* **Your assignment**
Write out every entry exactly; the pictures do not belong in the copy.

Records drawn from a dataset
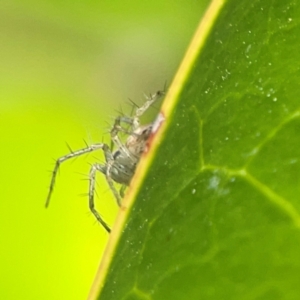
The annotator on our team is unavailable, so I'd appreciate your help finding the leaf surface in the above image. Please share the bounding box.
[90,0,300,299]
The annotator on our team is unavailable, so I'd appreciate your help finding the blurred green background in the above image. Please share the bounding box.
[0,1,208,299]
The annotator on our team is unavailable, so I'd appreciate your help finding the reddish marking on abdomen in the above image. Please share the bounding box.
[144,112,166,154]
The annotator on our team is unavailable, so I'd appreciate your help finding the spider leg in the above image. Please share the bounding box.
[88,143,122,231]
[135,90,165,119]
[110,116,133,158]
[89,163,111,233]
[131,90,165,131]
[110,89,165,143]
[111,116,136,136]
[45,143,107,208]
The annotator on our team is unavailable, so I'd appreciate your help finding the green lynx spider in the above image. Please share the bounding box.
[45,90,165,233]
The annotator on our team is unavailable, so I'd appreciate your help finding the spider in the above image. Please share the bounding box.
[45,90,165,233]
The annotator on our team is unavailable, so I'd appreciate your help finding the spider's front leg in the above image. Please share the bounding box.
[135,89,165,119]
[110,115,136,155]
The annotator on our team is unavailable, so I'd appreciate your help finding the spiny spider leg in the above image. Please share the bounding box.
[110,116,134,157]
[89,163,111,233]
[113,116,136,132]
[88,162,121,234]
[133,90,165,130]
[136,90,165,117]
[110,90,165,146]
[45,143,106,208]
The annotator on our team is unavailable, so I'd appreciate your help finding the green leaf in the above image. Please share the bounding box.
[90,0,300,299]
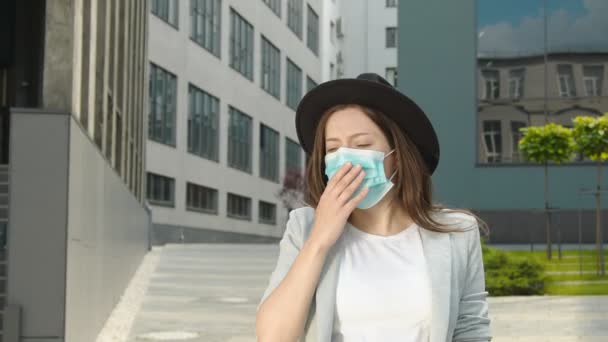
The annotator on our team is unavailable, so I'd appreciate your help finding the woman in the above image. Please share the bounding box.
[256,73,492,342]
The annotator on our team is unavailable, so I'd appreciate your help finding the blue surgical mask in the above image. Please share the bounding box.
[324,146,397,209]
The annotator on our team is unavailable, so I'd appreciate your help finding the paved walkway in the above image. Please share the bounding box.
[120,244,608,341]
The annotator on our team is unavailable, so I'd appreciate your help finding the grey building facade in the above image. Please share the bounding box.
[1,0,150,341]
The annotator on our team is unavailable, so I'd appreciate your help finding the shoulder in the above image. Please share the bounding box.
[286,206,316,240]
[431,208,482,251]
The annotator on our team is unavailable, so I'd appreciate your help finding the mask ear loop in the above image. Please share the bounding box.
[384,148,397,182]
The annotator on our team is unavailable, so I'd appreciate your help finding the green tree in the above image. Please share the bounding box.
[519,123,576,260]
[572,114,608,276]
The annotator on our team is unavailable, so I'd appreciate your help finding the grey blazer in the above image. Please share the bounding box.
[257,207,492,342]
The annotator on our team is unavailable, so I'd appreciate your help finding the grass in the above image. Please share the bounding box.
[498,248,608,295]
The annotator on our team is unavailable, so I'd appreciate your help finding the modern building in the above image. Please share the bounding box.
[147,0,326,243]
[338,0,399,85]
[398,0,608,243]
[1,0,150,341]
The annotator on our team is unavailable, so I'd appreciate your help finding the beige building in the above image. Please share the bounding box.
[477,53,608,163]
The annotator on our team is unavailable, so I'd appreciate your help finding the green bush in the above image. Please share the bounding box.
[481,241,546,296]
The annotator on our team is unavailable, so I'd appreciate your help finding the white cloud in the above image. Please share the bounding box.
[479,0,608,57]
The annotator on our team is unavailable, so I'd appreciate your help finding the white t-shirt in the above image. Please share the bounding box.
[331,221,432,342]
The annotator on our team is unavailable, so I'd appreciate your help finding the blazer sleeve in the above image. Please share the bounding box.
[257,209,304,312]
[452,224,493,341]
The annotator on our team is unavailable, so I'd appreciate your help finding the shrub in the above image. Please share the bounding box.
[481,242,546,296]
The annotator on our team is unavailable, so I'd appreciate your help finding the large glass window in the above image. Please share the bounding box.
[227,193,252,220]
[149,63,177,146]
[228,106,253,173]
[260,124,280,182]
[147,172,175,207]
[263,0,281,17]
[186,182,218,214]
[285,138,302,175]
[188,84,219,161]
[386,27,397,48]
[286,58,302,110]
[261,36,281,99]
[306,5,319,55]
[476,0,608,164]
[287,0,303,39]
[259,201,277,225]
[229,8,254,80]
[190,0,221,57]
[151,0,179,27]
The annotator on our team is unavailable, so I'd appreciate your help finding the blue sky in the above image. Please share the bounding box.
[477,0,608,55]
[478,0,586,29]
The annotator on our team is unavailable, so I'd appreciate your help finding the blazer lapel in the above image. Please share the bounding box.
[311,225,452,342]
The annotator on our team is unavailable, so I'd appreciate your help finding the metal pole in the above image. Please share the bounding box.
[578,207,582,277]
[557,209,562,260]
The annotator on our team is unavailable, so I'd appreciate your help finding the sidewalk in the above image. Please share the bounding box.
[102,243,608,341]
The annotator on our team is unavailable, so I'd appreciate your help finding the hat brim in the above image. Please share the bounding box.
[295,78,440,174]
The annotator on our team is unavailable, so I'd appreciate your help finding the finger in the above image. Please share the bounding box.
[332,164,363,197]
[346,186,369,211]
[337,169,365,203]
[326,162,352,190]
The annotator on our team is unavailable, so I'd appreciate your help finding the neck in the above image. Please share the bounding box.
[348,189,413,236]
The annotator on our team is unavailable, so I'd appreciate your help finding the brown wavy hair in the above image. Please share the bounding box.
[303,103,490,237]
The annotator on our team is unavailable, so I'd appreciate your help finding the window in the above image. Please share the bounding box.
[151,0,179,27]
[482,120,502,163]
[188,85,219,161]
[386,27,397,48]
[330,62,335,79]
[149,63,177,146]
[557,64,576,97]
[287,0,303,39]
[228,106,253,173]
[508,68,525,99]
[190,0,221,57]
[510,121,526,162]
[259,201,277,225]
[186,182,218,214]
[260,124,280,182]
[261,36,281,99]
[229,8,254,80]
[385,67,398,87]
[285,138,302,174]
[306,76,318,92]
[227,193,251,220]
[481,69,499,100]
[330,21,335,43]
[146,172,175,207]
[286,58,303,110]
[262,0,281,17]
[307,5,319,55]
[386,0,398,7]
[583,65,604,97]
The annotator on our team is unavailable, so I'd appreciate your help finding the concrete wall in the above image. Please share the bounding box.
[8,110,70,342]
[64,115,149,342]
[7,109,150,342]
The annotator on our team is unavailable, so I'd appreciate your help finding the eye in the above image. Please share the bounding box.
[357,144,371,148]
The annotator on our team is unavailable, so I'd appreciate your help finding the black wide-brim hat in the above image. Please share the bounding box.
[295,72,440,174]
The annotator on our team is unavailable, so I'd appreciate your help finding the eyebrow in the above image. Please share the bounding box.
[325,132,372,142]
[325,132,372,141]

* **Response below**
The annotator on our team is unavailable, so I'd appreciate your help finding the leaf surface in the above image. Please share the bounding box.
[90,0,300,299]
The annotator on our team is unavailable, so I'd appreciate your help finding the blurred green background in the above image. Please share the bounding box.
[0,1,208,299]
The annotator on our team is unavailable, so I'd appreciate your help finding the reddish marking on abdomen in the above image. Please share the bounding box.
[144,112,166,154]
The annotator on our team is unavailable, so I'd appreciate your help finding the spider leg in the above image. Please share the bounding box.
[88,143,122,231]
[135,90,165,119]
[110,116,133,158]
[89,163,111,233]
[131,90,165,131]
[110,89,165,143]
[111,116,136,136]
[45,143,107,208]
The annotator on our team is unavailable, so I'd appreciate your help finding the green lynx spider in the above image. Please share the bounding box.
[45,90,165,233]
The annotator on our team is unavailable, so I'd appreciate your help finding the spider in the above image. Please share the bounding box.
[45,90,165,233]
The annotator on our team is unavailable, so I'd appreciate your help finding the spider's front leg in the above image. Please share the bounding box.
[135,89,165,119]
[110,115,136,155]
The annotator on our team is unavailable, so I'd appreciate your help finding the spiny spider leg in the above image. Please share the bounding box.
[110,116,134,157]
[89,163,111,233]
[113,116,136,132]
[88,162,121,234]
[133,90,165,130]
[136,90,165,117]
[110,90,165,146]
[45,143,106,208]
The annotator on our team is unavailable, so I'd appreciate your help finding the green leaf in the above image. Please share the bounding box.
[90,0,300,299]
The annotator on our team is unavailable, so I'd appreciate your help finding the woman in the above image. Please share the bounding box.
[256,73,492,342]
The annotator on our team is unavailable, so I'd appreciate your help finding the blue surgical mask in the above image. Please share the bounding box.
[324,146,397,209]
The annotator on our team is unavailable, so I'd appreciate your help finding the paved walkway in the above image. Please share the bounding box.
[120,244,608,341]
The annotator on our team is unavailable, so I'd appreciate your help finding the grey building facade in the above image. Please share the bounding box.
[1,0,150,341]
The annotator on our team is unavailable, so I'd appreciate your help finding the shoulder in the above image. Please share the bounding box.
[286,206,316,240]
[431,208,482,251]
The annotator on our team is unavailable, so I'd appreciate your help finding the mask ear loop in the above image. Please share the bounding box.
[384,148,397,182]
The annotator on our team is unavailable, so I'd appreciate your help finding the green tree in the above image. Please share the bounding box.
[519,123,576,260]
[572,114,608,276]
The annotator on our team is unavailable, so I'd appreciate your help finding the grey blazer in the above image. Please share the bounding box.
[257,207,492,342]
The annotator on our team is unavailable, so I'd appreciate your help finding the grass in the above image. Please share the bounding box.
[498,248,608,295]
The annotator on our team is unavailable, so I'd appreciate your help finding the modern building in the above image. Please share the bounding box.
[147,0,326,243]
[338,0,399,85]
[398,0,608,243]
[1,0,150,341]
The annotator on our team is unavailable, so I'd appreciate your help finding the beige building in the above image. Please share the bounding box.
[477,53,608,163]
The annotator on our team is unavailable, so I'd appreciate your help finding the green bush in the above image. Please share the bounding box.
[481,241,546,296]
The annotator on our team is unavailable, so I'd appreciate your help finding the white cloud in the above image. Please share the bounding box.
[479,0,608,57]
The annotator on our team is unavailable, so I'd appreciate your help finding the white t-shirt in the above image. Please share the bounding box.
[331,221,432,342]
The annotator on our team is unavailable, so I'd appreciate your help finding the blazer sleeve in the above image. Please share the bounding box.
[257,209,304,312]
[452,224,493,341]
The annotator on our team is unavailable, so I'd appreciate your help finding the shrub in the above image. Please share the bounding box.
[481,242,546,296]
The annotator on our team is unavailable, so I'd appreciate your help finding the large glass window in the above image. Please share the bounding box.
[227,193,252,220]
[149,63,177,146]
[228,106,253,173]
[260,124,280,182]
[147,172,175,207]
[263,0,281,17]
[186,182,218,214]
[285,138,302,175]
[188,84,219,161]
[386,27,397,48]
[286,58,302,110]
[261,36,281,99]
[306,5,319,55]
[476,0,608,164]
[287,0,303,39]
[259,201,277,225]
[229,8,254,80]
[190,0,221,57]
[151,0,179,27]
The annotator on our team is unavailable, so I'd appreciate your help finding the blue sky in the above image. Please share the bounding box.
[477,0,608,55]
[478,0,586,29]
The annotator on our team is unavailable, so I'd appreciate your help finding the blazer lapel in the above image. Please share the bounding box.
[311,225,452,342]
The annotator on our team is unavailable, so I'd appreciate your help finding the metal pole in the above image. Please share the bounding box.
[578,207,582,277]
[557,209,562,260]
The annotator on our team is unavailable, so I'd appreciate your help finding the sidewalk in the above image. Please share the bounding box.
[102,243,608,341]
The annotator on our team is unavailable, so I'd appreciate your help finding the hat brim in the above image. Please share the bounding box.
[295,78,440,174]
The annotator on our team is unavailable, so I'd appreciate your help finding the finger in the above image. Please share the bounding box.
[332,164,363,197]
[346,186,369,211]
[337,169,365,203]
[326,162,352,190]
The annotator on our team is unavailable, so I'd appreciate your help finding the neck in the above image. Please share the bounding box.
[348,189,413,236]
The annotator on our team is unavailable, so I'd appreciate your help finding the brown wavy hair in the above image. Please share the bounding box.
[303,103,490,237]
The annotator on our team is unavailable, so I'd appreciate your help finding the window in the above image. Please share the bounding box.
[151,0,179,27]
[482,120,502,163]
[188,85,219,161]
[386,27,397,48]
[330,62,335,79]
[149,63,177,146]
[557,64,576,97]
[287,0,303,39]
[228,106,253,173]
[508,68,525,99]
[190,0,221,57]
[510,121,526,162]
[259,201,277,225]
[186,182,218,214]
[260,124,280,182]
[261,36,281,99]
[229,8,254,80]
[385,67,398,87]
[285,138,302,174]
[306,76,318,92]
[227,193,251,220]
[481,69,499,100]
[330,21,335,43]
[146,172,175,207]
[286,58,303,110]
[262,0,281,17]
[307,5,319,55]
[386,0,398,7]
[583,65,604,97]
The annotator on our team is unavailable, so I'd appreciate your help finding the concrete wall in the above image. Please share the bounding box.
[8,110,70,342]
[64,115,149,342]
[7,109,150,342]
The annotator on our team is unavailable, so I'd appreciate your help finding the eye in the above image. Please share the bounding box.
[357,144,371,148]
The annotator on our team is unavailable, so I'd appreciate your help finding the black wide-brim hat in the above image. Please share the bounding box.
[295,72,440,174]
The annotator on our team is unavailable, so I'd appreciate your help finding the eyebrow in the above image. Please share the bounding box.
[325,132,372,142]
[325,132,372,141]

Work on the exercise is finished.